▶ Stated goal 1: According to the portfolio page, why did Black's Barbecue need a new website? Answer in one to three sentences.

— begin Text shown —

Raul is a designer currently living in Texas; who is fueled by passion & curiosity

Think. Define. Design.

About Me


Good design is a language, not a style

Hi. My name is Raul. Over the past 10 years, I’ve combined my passion for design and technology to create interactive experiences, applications, and marketing for a wide range of companies. I want to be involved in projects that I can be proud of, join an amazing team, and advance the team's branding and web design. Take some time to look at my work and if you're interested in helping me make this happen, I'd love to talk about working together.

Let's get in touch.



Black's Barbecue is a central Texas staple

The Black's name is synonymous with the best smoked meats and is located in the heart of Lockhart, TX known as the Barbecue Capital or Texas. The multiple restaurants have been family owned and operated since 1932 with a reputation of being open 8 days a week.

Black's needed a new cleanly designed website to consolidate the brand which includes three different physical locations. With their brand expanding outside central Texas they needed to keep all portions of the company on the same track. With this redesign Black's was able to bring all their website design under one umbrella.

— end Text shown —
— begin Available records —

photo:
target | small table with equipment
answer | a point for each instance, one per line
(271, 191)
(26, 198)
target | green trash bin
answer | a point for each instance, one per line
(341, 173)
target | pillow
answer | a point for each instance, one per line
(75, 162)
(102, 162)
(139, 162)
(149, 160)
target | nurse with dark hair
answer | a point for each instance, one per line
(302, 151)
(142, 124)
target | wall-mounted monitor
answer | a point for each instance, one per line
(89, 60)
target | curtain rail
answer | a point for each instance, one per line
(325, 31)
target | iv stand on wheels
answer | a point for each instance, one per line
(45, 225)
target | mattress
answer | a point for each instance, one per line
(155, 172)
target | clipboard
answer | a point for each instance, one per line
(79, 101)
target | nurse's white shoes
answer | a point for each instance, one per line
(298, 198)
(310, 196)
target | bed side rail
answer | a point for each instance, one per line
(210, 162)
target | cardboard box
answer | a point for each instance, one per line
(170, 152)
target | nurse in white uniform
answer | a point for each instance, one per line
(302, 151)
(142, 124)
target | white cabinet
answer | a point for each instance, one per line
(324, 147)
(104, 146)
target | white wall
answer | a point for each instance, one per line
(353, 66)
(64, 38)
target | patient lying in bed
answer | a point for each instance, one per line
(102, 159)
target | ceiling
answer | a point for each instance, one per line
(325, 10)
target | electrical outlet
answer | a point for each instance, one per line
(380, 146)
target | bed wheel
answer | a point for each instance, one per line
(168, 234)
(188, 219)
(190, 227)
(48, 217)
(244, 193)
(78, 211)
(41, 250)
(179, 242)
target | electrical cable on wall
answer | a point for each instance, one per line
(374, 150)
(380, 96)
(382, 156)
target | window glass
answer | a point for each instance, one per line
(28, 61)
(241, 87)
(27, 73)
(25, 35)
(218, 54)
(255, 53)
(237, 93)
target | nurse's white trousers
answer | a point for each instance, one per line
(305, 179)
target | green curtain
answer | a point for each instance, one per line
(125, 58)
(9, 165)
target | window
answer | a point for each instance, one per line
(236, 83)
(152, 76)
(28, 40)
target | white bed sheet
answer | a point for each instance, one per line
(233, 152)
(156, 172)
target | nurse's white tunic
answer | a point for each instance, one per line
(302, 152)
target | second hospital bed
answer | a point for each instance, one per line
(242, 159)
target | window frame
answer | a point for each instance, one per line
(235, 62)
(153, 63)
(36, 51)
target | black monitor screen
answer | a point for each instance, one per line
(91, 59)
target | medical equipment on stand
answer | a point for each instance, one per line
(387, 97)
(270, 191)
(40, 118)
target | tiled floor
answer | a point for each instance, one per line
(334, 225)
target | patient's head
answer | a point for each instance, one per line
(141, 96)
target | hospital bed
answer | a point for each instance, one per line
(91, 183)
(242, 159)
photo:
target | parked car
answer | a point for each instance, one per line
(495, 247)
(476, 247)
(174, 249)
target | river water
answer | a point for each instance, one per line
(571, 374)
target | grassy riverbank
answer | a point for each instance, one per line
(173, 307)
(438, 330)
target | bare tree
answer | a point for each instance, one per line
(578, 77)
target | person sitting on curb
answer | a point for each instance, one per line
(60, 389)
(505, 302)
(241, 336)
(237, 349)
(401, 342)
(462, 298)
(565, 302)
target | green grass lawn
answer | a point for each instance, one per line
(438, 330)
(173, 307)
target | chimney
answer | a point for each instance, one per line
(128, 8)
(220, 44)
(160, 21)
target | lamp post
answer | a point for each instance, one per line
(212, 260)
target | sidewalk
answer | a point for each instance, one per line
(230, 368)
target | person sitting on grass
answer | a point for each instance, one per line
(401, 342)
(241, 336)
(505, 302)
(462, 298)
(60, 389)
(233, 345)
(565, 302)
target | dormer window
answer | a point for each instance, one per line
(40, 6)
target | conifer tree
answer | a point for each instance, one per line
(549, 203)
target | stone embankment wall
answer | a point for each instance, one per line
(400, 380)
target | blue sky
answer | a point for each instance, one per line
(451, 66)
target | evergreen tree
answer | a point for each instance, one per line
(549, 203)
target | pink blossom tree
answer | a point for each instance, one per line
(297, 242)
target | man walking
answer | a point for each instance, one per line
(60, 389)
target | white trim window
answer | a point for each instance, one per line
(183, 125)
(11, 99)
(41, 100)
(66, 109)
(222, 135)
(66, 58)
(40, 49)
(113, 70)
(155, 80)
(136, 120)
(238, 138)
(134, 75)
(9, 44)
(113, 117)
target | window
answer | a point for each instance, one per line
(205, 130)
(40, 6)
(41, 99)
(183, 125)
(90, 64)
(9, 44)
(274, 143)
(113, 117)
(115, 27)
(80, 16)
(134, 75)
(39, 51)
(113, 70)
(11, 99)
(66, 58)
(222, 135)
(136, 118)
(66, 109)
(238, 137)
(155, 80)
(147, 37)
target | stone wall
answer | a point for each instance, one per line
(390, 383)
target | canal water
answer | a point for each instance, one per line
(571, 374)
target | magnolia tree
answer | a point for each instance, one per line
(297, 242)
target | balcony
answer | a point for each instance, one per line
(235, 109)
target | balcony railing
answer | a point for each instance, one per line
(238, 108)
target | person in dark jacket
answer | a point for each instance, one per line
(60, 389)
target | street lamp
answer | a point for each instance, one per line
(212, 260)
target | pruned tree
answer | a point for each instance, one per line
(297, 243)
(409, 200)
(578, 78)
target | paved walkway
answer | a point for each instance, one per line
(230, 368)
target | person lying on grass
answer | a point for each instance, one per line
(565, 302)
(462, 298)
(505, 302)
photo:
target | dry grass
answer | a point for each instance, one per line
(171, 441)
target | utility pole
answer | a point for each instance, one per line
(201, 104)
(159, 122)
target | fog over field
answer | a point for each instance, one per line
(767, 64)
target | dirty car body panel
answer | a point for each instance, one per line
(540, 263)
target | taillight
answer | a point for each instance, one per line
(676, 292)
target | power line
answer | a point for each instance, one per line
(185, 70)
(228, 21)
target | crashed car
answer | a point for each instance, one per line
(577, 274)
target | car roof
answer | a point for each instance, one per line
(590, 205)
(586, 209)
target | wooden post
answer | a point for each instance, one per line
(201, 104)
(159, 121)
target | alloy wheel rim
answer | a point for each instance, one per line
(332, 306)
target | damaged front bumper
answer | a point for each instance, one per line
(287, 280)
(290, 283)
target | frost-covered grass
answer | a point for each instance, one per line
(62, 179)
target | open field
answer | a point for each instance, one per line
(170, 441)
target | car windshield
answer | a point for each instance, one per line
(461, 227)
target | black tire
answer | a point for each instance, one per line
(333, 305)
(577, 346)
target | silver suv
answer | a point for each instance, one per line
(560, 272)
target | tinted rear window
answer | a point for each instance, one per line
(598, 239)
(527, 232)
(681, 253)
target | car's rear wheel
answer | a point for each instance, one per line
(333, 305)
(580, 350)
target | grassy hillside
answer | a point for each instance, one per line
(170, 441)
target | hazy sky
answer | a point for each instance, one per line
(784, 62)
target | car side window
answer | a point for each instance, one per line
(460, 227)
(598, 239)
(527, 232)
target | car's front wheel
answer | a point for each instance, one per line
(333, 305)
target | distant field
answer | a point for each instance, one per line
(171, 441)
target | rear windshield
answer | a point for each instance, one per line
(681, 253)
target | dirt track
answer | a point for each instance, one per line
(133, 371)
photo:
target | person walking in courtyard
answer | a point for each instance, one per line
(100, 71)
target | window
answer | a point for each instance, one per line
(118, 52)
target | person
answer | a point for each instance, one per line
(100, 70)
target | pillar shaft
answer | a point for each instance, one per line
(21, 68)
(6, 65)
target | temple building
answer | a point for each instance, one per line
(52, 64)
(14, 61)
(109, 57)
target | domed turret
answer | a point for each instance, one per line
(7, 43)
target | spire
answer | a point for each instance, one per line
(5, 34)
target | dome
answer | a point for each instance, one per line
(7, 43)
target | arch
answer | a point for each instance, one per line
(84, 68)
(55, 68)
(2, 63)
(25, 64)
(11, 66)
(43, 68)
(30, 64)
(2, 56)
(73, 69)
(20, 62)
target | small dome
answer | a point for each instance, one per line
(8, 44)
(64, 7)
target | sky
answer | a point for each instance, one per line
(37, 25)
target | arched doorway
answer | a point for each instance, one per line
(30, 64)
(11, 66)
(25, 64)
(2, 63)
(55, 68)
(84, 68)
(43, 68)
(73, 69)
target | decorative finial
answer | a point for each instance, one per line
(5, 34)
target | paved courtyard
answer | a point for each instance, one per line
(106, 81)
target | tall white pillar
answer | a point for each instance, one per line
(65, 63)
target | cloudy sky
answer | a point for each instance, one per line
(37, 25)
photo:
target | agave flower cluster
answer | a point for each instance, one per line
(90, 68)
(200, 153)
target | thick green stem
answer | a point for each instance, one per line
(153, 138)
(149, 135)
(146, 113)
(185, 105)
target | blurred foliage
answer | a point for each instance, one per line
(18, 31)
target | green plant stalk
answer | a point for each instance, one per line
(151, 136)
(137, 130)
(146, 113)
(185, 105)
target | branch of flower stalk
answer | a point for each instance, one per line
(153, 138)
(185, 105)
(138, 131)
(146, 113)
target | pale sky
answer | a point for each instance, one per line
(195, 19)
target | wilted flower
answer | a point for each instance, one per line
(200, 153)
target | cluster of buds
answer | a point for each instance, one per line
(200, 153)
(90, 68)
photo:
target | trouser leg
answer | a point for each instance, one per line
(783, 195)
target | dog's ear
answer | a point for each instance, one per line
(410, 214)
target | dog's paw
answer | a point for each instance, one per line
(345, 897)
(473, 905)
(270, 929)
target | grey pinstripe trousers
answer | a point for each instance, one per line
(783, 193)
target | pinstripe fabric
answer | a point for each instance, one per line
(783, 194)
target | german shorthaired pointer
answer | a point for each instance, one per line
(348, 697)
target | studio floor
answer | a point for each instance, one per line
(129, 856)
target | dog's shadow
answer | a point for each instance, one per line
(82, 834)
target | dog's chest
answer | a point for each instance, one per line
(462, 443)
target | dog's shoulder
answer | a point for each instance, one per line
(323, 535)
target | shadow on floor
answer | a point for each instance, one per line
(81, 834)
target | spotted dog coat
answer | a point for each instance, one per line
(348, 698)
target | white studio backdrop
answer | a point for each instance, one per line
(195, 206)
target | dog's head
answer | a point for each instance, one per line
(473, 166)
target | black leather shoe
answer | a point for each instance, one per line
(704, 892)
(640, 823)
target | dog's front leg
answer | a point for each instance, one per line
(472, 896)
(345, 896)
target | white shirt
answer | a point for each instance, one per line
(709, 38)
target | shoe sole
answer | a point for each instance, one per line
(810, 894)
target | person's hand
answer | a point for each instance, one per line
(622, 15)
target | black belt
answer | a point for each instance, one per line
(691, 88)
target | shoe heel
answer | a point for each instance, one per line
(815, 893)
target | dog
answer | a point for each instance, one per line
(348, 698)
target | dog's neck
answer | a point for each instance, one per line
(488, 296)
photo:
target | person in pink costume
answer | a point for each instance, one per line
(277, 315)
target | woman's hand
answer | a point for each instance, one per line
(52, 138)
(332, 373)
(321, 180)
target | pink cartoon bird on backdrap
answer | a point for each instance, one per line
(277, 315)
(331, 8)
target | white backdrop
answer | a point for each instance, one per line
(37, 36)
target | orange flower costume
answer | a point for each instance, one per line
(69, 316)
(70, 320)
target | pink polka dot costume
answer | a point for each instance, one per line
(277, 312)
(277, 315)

— end Available records —

▶ Stated goal 2: Put the lines of the listing into a numbered list, starting with the line that contains "target | orange flower costume" and going on through the end of the listing, with blank lines left out.

▶ Problem solution 1: Black's needed a cleanly designed website to consolidate a brand that includes three different physical locations. As the brand expanded outside central Texas, the company had to keep all its portions on the same track.

▶ Problem solution 2:
1. target | orange flower costume
2. answer | a point for each instance, one per line
3. (69, 316)
4. (70, 320)
5. target | pink polka dot costume
6. answer | a point for each instance, one per line
7. (277, 312)
8. (277, 315)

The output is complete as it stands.